# Exercises to complete
• 1. From the essay about getting what you want, extract the passage starting with "The Key to Getting" and going on through "in the arts.".
• 2. According to the essay about getting what you want, how can scientists react when a repeated experiment fails? List each reaction.
• 3. Carry on the essay about getting what you want from the point where it stops.

# Document extract
━━━━━━
The Key to Getting What You Want - according to my mum...
My Mum, Donna Penrose, is a scientist. Between her early twenties through her fifties, she worked in all sorts of labs, and earned a PhD in Molecular Biology.
Not long ago she was talking about scientific work and what makes a scientist. It struck me that the key ingredient to a successful career in science, is applicable to those of us in the arts.
The kinds of experiments she conducted required multiple, seemingly endless, repetitions of the same method. When an experiment works it's exciting, but then it needs to be replicated to ensure your findings are true.
There's an inevitable moment, she says, where a young scientist repeats an experiment, and despite it being successful every previous time they conducted it and despite the fact they executed the method perfectly, IT DOESN'T WORK.
This can be a heart-breaking moment, because it means there is a flaw somewhere. It might even mean scrapping an experiment you've devoted months – sometimes years – to and beginning again. Scientists can become despondent and depressed at this moment, feeling like it's all futile and tempted to throw in the towel.
━━━━━━
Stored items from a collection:
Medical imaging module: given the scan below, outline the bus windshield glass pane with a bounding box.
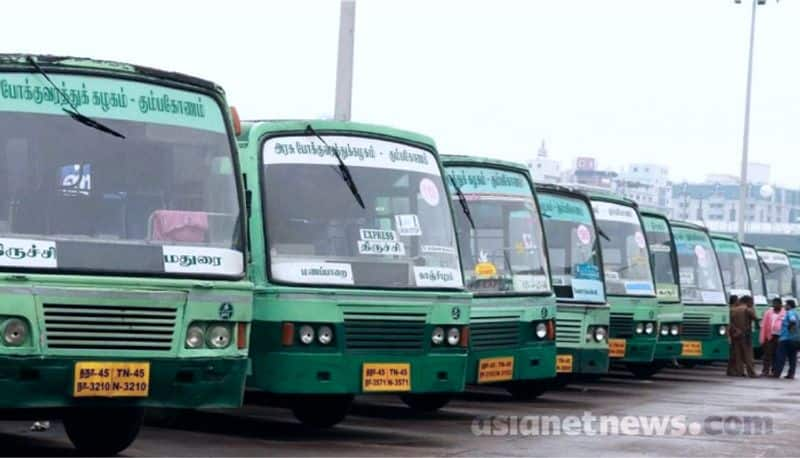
[672,227,728,305]
[642,216,680,301]
[592,201,655,296]
[742,246,767,297]
[447,167,550,294]
[758,250,793,297]
[538,191,606,304]
[714,239,752,296]
[0,73,243,277]
[263,135,463,289]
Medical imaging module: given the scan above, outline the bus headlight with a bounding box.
[447,328,461,346]
[186,324,206,348]
[594,326,608,342]
[206,324,231,349]
[536,323,547,339]
[431,327,444,345]
[297,324,314,345]
[317,326,333,345]
[3,318,28,347]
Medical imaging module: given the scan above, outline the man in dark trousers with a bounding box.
[727,294,742,376]
[730,296,756,377]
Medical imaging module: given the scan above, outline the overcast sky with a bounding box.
[0,0,800,187]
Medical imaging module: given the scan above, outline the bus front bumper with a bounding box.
[466,340,556,385]
[247,351,467,395]
[558,348,608,375]
[654,337,683,361]
[680,336,730,361]
[0,356,247,409]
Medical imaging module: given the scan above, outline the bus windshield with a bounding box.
[262,135,463,289]
[592,201,655,296]
[714,239,752,296]
[672,227,728,305]
[742,246,767,299]
[0,73,244,276]
[642,216,680,301]
[758,250,794,297]
[447,166,550,294]
[538,191,606,304]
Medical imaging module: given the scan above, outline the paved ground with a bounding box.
[0,366,800,457]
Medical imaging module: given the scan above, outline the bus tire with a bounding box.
[292,395,353,428]
[63,407,144,456]
[400,394,452,413]
[625,361,663,380]
[506,382,547,401]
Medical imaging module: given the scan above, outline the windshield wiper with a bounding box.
[306,124,367,209]
[450,176,475,229]
[597,227,611,242]
[26,56,125,138]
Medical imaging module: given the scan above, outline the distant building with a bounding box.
[614,163,672,214]
[527,140,561,183]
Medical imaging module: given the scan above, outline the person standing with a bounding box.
[772,300,800,379]
[758,297,786,377]
[730,296,756,377]
[727,294,742,376]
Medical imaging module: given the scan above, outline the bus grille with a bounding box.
[43,304,177,351]
[469,315,520,350]
[556,318,583,345]
[681,313,711,339]
[344,311,426,350]
[609,312,633,337]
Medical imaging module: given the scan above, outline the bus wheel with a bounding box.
[625,361,662,380]
[64,407,144,456]
[292,395,353,428]
[506,382,547,401]
[400,394,452,412]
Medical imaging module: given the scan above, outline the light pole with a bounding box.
[333,0,356,121]
[736,0,767,242]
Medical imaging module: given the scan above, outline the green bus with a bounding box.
[741,243,769,354]
[536,184,609,381]
[586,190,659,374]
[442,155,556,399]
[239,120,472,427]
[0,55,253,454]
[788,251,800,297]
[672,221,730,366]
[756,247,796,303]
[638,211,684,377]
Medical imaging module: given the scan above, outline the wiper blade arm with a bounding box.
[597,227,611,242]
[306,124,367,209]
[450,176,475,229]
[25,56,125,138]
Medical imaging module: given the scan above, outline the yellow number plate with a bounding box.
[72,361,150,398]
[556,355,572,374]
[681,340,703,356]
[608,339,625,358]
[361,363,411,391]
[478,356,514,383]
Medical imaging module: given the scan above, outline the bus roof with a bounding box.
[0,53,224,94]
[711,232,741,245]
[669,220,710,235]
[639,209,670,222]
[439,154,533,174]
[756,246,789,256]
[238,119,436,153]
[564,183,639,211]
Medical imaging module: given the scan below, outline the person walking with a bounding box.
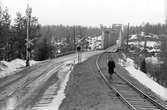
[108,58,115,79]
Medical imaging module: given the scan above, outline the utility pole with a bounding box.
[26,4,32,66]
[74,25,76,50]
[126,23,129,51]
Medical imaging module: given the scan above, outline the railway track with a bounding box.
[96,53,167,110]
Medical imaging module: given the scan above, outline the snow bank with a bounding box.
[0,59,39,78]
[129,34,137,40]
[121,58,167,100]
[129,41,160,47]
[146,56,160,64]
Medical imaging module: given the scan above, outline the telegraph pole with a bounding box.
[74,25,76,50]
[126,23,129,51]
[26,4,32,66]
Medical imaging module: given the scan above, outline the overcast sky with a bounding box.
[0,0,166,26]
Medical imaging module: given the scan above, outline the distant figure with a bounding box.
[108,58,115,78]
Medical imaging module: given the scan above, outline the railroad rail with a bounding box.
[96,53,167,110]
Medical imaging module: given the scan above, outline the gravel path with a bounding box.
[59,56,128,110]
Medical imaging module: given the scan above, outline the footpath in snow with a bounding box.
[119,58,167,100]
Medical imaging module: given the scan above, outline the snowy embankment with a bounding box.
[0,59,39,78]
[120,58,167,100]
[41,51,102,110]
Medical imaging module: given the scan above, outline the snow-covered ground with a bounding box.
[120,58,167,100]
[31,51,103,110]
[0,59,39,78]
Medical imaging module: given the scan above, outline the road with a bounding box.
[0,51,100,110]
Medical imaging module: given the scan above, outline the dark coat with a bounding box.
[108,60,115,74]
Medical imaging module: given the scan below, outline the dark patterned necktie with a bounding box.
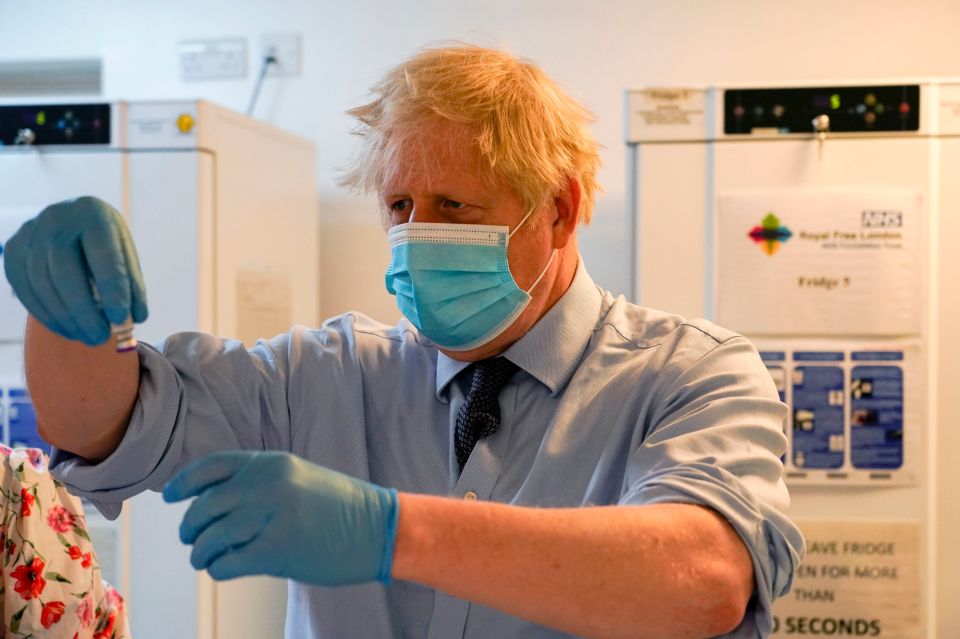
[453,357,518,471]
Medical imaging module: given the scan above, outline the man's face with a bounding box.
[381,124,554,361]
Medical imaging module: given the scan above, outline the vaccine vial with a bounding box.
[110,317,137,353]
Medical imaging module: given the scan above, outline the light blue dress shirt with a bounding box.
[52,264,803,639]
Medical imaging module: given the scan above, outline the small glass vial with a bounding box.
[110,317,137,353]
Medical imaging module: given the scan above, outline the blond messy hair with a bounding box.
[340,45,600,223]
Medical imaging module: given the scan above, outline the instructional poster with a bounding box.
[715,188,925,336]
[753,338,926,485]
[771,521,925,639]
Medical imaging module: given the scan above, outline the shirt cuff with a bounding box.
[50,342,184,519]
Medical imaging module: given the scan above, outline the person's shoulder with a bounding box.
[290,311,436,352]
[598,293,740,349]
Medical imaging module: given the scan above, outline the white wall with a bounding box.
[7,0,960,319]
[0,0,960,637]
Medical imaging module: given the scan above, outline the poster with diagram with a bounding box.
[753,338,926,485]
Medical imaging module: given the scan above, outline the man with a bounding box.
[6,47,803,639]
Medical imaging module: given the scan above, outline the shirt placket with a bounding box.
[427,382,518,639]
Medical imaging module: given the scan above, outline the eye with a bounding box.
[390,200,410,213]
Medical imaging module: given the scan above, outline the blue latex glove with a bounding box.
[163,451,399,586]
[3,197,147,346]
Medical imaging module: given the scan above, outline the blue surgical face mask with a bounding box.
[386,211,556,351]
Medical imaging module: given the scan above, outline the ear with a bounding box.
[553,176,581,249]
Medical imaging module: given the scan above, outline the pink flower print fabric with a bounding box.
[0,445,130,639]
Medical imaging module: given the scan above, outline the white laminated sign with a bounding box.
━━━━━━
# Exercise responses
• 1.
The Key to Getting What You Want - according to my mum...
My Mum, Donna Penrose, is a scientist. Between her early twenties through her fifties, she worked in all sorts of labs, and earned a PhD in Molecular Biology.
Not long ago she was talking about scientific work and what makes a scientist. It struck me that the key ingredient to a successful career in science, is applicable to those of us in the arts.

• 2.
- Become despondent
- Become depressed
- Feel like it's all futile
- Be tempted to throw in the towel

• 3.
Donna said, this is the moment where you discover if you're actually a scientist.
A scientist sticks with it.
A scientist has the tenacity, the doggedness, the patience and (paradoxically) the faith to not give up.
My Mum modelled this quality over and over in my lifetime. From small moments in childhood, when my brother or I would cry, "I can't find it anywhere!" searching for something we'd misplaced. She would first ask what we’d reward her with when she found the lost item, and once we'd struck a bargain, no matter how long it took, she'd locate whatever it was.
In a yoga workshop we took together a few year ago, she (in her mid-sixties, surrounded by twenty-year-olds) was the only participant who was able to hold herself in crow pose. Afterwards, she told me, she saw the teacher doing it, and thought, "This is possible. I can do this."
She also survived an aggressive colon cancer and intense 6-month treatment in her mid-forties. Coming out the other side of that, she completed her PhD.
Now retired, Donna’s time is devoted to gardening, studying ballet and developing a book on preserving – how to make the most delicious jams, pickles, chutneys, etc – with scientific precision and fun.
Science like the arts is a fickle career, uncertain, filled with let downs and without the guarantee of a payoff.
We don’t know what’s going to be a hit, a useful contribution or a ‘failure’. But it’s in the act of staying in the lab and trying again, that we increase our odds of success.
She says, "You may not get the result you think you wanted, but if you can muster the dogged determination to exhaust all possible solutions, something will happen. And at that point it's a choice to change course, knowing you gave it a really good shot."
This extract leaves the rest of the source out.